> [Tareas por realizar]:
(1) Según el texto sobre De Rokha, ¿qué lo ha insertado en un continuum programático?
(2) Prosiga el texto sobre De Rokha a partir de su última oración.

En fin: se trata del apremio de lavar a De Rokha de los reduccionismos que lo acosan, de hacerlo saltar de ese continuum programático en el que lo han insertado los manuales didácticos, para traerlo intacto hasta nosotros. Ritual al que debiéramos sentirnos invitados con urgencia. Podrá decirse que hablar hoy de él resulta un ejercicio anacrónico, inoportuno, extravagante. Pasatiempo objetable de algún sedicioso lector que no se limita a obedecer al índice de lecturas que dictan las hermenéuticas de turno, deseosas de imponer en el elenco de obras visibles aquellas que sirvan para la implementación de sus propios simulacros teóricos. La reactivación intempestiva de viejas categorías o palabras caídas en desuso - pecado imperdonable para los guardianes ministeriales de la moda- podrá suscitar el rechazo y la suspicacia de unos cuantos; pero será, al fin y al cabo, la tarea imperiosa que debe emprender quien quiera esbozar el boceto en miniatura -necesario, demasiado necesario- de aquella poesía que fue “como el fracaso total del mundo”.

Acaso la lectura de un poeta signifique, entre otras tantas comuniones, la de rehabilitar tozudamente unas cuantas palabras dichas y creídas por otro. Volver a proferir, limpios de todas las simplezas divulgadas por el canon, el inmenso grito que un hombre hizo circular entre nosotros, recorrer paso a paso “la densidad de un lenguaje solitario”(2); tal sería el afán que esa figura rokhiana que hemos formulado traería consigo, la condición de lectura de ese verbo desmedido que ella tiene inscrito en cada uno de sus miembros. Pero, ¿quién se atreve hoy en día a arriesgar el ejercicio salubre de un guiño semejante? Decir “compromiso”, “utopía”, “épica social y continental”, “palabra profética”, “poesía guerrillera o militante”, “Realismo Social Constructivo”, sin temerle al escándalo previsible de los prestidigitadores de lo nuevo y de lo actual, y sin ahogar las virtudes de toda un Arte Poética bajo el peso de dichas palabras, o simplemente desterrarla al amparo del hiato que nos separa de ellas.

> [Registros extraídos]:
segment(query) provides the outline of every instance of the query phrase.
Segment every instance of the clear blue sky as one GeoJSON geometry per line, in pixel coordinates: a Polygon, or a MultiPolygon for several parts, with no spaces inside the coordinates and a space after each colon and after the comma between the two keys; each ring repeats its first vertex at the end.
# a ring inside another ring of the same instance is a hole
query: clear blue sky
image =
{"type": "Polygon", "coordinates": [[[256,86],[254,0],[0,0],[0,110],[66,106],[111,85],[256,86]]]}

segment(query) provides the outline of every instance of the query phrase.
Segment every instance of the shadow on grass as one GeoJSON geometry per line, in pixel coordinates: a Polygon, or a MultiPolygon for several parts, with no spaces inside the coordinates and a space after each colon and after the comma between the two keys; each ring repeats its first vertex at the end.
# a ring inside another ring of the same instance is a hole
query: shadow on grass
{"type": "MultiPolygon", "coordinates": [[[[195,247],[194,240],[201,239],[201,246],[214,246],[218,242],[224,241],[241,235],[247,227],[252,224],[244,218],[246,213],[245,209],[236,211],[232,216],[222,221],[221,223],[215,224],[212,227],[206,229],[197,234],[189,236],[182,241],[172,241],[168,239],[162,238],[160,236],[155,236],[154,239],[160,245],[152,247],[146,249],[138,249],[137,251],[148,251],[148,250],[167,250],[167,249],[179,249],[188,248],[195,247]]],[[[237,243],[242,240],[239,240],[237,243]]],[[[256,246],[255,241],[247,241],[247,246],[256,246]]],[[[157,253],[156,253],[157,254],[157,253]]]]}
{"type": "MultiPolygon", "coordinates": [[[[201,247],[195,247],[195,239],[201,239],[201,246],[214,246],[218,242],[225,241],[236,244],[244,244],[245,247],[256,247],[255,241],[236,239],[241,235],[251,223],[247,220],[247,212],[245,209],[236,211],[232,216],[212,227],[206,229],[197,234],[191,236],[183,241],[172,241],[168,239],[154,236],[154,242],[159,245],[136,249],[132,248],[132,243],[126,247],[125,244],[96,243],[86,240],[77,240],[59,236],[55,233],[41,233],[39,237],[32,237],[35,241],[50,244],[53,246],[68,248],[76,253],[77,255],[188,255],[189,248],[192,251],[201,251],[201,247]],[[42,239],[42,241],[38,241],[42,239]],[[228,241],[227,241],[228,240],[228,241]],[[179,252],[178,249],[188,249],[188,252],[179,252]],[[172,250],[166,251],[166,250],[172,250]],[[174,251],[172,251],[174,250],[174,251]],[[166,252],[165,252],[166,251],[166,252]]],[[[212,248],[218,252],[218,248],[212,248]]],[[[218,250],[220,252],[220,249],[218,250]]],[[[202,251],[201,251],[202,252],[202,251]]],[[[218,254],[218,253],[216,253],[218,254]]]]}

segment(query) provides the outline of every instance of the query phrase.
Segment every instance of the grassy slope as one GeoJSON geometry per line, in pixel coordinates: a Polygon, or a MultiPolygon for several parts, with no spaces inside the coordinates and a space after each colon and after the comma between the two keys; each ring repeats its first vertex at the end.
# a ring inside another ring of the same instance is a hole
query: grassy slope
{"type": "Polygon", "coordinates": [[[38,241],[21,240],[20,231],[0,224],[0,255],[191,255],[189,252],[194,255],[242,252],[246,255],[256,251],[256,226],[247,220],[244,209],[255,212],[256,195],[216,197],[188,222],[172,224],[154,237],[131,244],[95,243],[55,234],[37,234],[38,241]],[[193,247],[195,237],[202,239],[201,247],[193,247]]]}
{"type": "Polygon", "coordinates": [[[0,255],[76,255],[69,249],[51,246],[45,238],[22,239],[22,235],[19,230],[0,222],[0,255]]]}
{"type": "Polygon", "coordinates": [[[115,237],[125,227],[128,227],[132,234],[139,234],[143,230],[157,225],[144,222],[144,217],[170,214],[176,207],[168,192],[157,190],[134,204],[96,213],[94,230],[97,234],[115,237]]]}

> [Resultados]:
(1) Los manuales didácticos.

(2)
Una legítima epopeya del fuego, en todo caso, está libre del peligro de quemarse en las llamas de cualquier hoguera inquisitoria. Libre, también, de la mediocridad de sus halagadores. El ardor inextinguible es su elemento, su materia, su cifra. Indicar esto podrá servir, tal vez, para que el cadáver del poeta -todavía furibundo- descanse medianamente en paz, pero no para aliviarnos a nosotros. Porque cualquiera que se encuentre con él por los caminos de la vida, cualquiera que caiga en los brazos de De Rokha, sabrá que “ya está juzgado: su propio nombre se vuelve condena en esa boca”(3). Ahí, en ese intervalo de riesgo al que debe conducir cualquier lectura honesta, no servirán de nada las verdades compradas a bajo costo en el bazar del último crítico rokhiano. Será absurdo prodigar nociones como “vanguardia utópica”, “partidismo”, “escritura barroca” o “época heroica”, como si ellas explicaran en algo la furia del fuego. Todo será absurdo, quizá, menos esto: reconocer que el sueño o la vigilia de toda poesía engendran monstruos cuando ella hace su trabajo, y que esos monstruos no sucumben ante ningún bozal, ante ninguna expropiación, ante ninguna condena o decreto de la  Historia.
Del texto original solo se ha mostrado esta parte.